▸ **Records**
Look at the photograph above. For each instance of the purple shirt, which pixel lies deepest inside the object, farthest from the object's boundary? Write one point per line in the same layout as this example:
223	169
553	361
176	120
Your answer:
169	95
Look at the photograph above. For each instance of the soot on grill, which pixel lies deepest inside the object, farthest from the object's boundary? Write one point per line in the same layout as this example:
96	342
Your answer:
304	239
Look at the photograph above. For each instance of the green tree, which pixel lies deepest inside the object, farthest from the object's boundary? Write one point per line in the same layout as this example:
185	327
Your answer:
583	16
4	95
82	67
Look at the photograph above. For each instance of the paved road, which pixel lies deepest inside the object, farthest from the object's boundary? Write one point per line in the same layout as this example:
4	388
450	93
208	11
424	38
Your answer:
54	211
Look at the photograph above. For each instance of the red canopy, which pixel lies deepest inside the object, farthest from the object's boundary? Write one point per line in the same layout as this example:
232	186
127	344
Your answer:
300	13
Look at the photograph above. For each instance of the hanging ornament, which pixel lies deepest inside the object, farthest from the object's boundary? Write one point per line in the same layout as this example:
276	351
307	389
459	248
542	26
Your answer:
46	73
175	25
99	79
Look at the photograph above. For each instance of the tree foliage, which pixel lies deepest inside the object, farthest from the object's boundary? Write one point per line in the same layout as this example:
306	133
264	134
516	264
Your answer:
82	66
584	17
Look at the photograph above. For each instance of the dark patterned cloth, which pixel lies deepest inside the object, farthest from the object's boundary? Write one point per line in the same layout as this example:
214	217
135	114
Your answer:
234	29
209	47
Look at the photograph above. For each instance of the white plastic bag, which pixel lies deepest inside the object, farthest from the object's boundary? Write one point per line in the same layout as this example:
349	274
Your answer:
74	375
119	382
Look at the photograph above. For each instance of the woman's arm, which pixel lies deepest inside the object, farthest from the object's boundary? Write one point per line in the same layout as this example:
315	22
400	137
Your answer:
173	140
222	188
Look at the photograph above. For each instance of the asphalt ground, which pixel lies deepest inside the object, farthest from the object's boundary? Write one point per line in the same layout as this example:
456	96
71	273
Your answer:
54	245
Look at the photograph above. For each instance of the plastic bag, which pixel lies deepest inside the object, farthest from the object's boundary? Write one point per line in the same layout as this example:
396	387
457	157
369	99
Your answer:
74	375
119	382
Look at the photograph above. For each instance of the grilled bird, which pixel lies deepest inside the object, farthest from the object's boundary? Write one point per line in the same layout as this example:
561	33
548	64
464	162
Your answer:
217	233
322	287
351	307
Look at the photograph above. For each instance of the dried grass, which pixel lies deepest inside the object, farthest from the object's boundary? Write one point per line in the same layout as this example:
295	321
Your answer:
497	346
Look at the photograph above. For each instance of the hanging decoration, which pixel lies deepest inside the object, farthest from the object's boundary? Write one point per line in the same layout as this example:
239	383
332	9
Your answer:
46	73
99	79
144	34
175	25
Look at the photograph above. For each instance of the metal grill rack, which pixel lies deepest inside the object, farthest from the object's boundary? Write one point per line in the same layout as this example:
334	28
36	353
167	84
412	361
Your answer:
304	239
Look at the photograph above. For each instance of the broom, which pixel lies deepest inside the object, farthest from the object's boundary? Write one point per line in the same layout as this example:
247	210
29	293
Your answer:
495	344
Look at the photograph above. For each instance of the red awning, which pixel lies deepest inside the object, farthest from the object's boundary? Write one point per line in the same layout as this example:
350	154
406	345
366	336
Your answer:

▸ **INSTRUCTIONS TO FOLLOW**
Each line above must be printed exactly as it appears.

▸ **SOLUTION TO THIS EXERCISE**
Look at the photograph above. For each instance of the purple shirt, which pixel lies deepest inside the object, farthest from the object's boundary? Write one point per line in the same layout as this example:
223	169
553	361
176	120
Your answer:
169	95
Look at the photograph above. For each instance of the soot on grill, which pixel lies deepest inside the object, farthest from the object's boundary? Write one point per line in the same layout as this example:
96	342
Your answer:
304	239
Look at the photograph above. For each instance of the green tree, which pixel lies deepest inside the object, farthest from the object's boundary? Write one point per line in the same layout as this example:
185	327
Your answer:
583	16
4	95
82	67
Look at the photograph above. For each instance of the paved road, which pixel lies deepest inside the object, farthest from the object's boundary? Write one point per line in the same layout as this example:
4	388
450	93
208	11
424	38
Your answer:
54	211
Look at the photograph above. For each instance of the red canopy, which pixel lies deepest inside the object, farthest from the object's boundary? Write one point per line in the same layout as this example:
232	186
127	344
Your answer:
300	13
Look at the photograph above. For each instance of the hanging ornament, which pixel lies deepest inside the object, farthest from the object's boundary? Write one point per line in the same layout as this example:
276	351
307	389
459	248
542	26
Your answer:
46	73
175	25
99	79
Look at the photograph above. For each instance of the tree foliage, which pixel lies deepest inside the object, farthest from the object's boundary? Write one point per line in the same layout as this example:
306	133
264	134
516	264
Your answer:
82	66
584	17
Look at the photograph above. For each instance of the dark patterned cloth, which pixel lies deepest inside the object, farthest from the object's boundary? Write one point per line in the same layout as this example:
214	217
135	114
Your answer:
234	29
209	47
Look at the photograph above. For each instance of the white plastic bag, which pixel lies deepest inside the object, farthest from the object's boundary? Write one point per line in the same layout as this example:
349	274
Your answer:
74	375
119	382
Look at the photograph above. For each instance of the woman's arm, which pixel lies deepest inside the object, farthest from the object's boundary? Write one point per line in the same layout as this example:
315	22
400	137
Your answer:
173	140
222	188
Look at the photograph above. For each instance of the asphalt ground, which pixel lies deepest inside the object, farthest from the object's boundary? Write one point per line in the same layout as this example:
456	96
71	273
Your answer:
54	245
Look at the photograph above. For each instance of the plastic bag, which pixel lies deepest inside the object, farthest from the object's boundary? Write one point per line in the same layout as this example:
396	387
457	157
369	99
Your answer:
74	375
119	382
Look at the photograph above. For each instance of the grilled bird, which pixel lies deepest inside the object, farthest from the object's boundary? Write one point per line in the same layout as this example:
561	33
548	64
464	162
Your answer:
217	233
322	287
351	307
Look at the photograph above. For each instance of the dried grass, which pixel lies deepest inside the object, farthest from the object's boundary? Write one point per line in the same layout as this example:
295	321
Your answer:
497	346
Look at the photograph above. For each instance of the hanging decoration, which pixel lies deepest inside the object, farthest from the object's boundary? Write one point per line in the same layout as this example:
239	383
332	9
Your answer:
46	73
99	79
144	34
175	25
Look at the photograph above. For each instance of the metal grill rack, which pixel lies deepest inside the object, farthest from the object's boundary? Write one point per line in the same layout as this example:
334	28
36	353
167	84
412	361
Your answer:
304	239
Look at the photograph above. For each instance of the broom, which pixel lies deepest inside the object, farthest from the object's boundary? Write one point per line in the same layout as this example:
247	210
29	293
Your answer:
495	344
Look at the photograph above. For each instance of the red awning, which pixel lies deepest inside the object, farthest from the object's boundary? Write one point per line in the same layout as this example:
350	154
406	345
366	336
Your answer:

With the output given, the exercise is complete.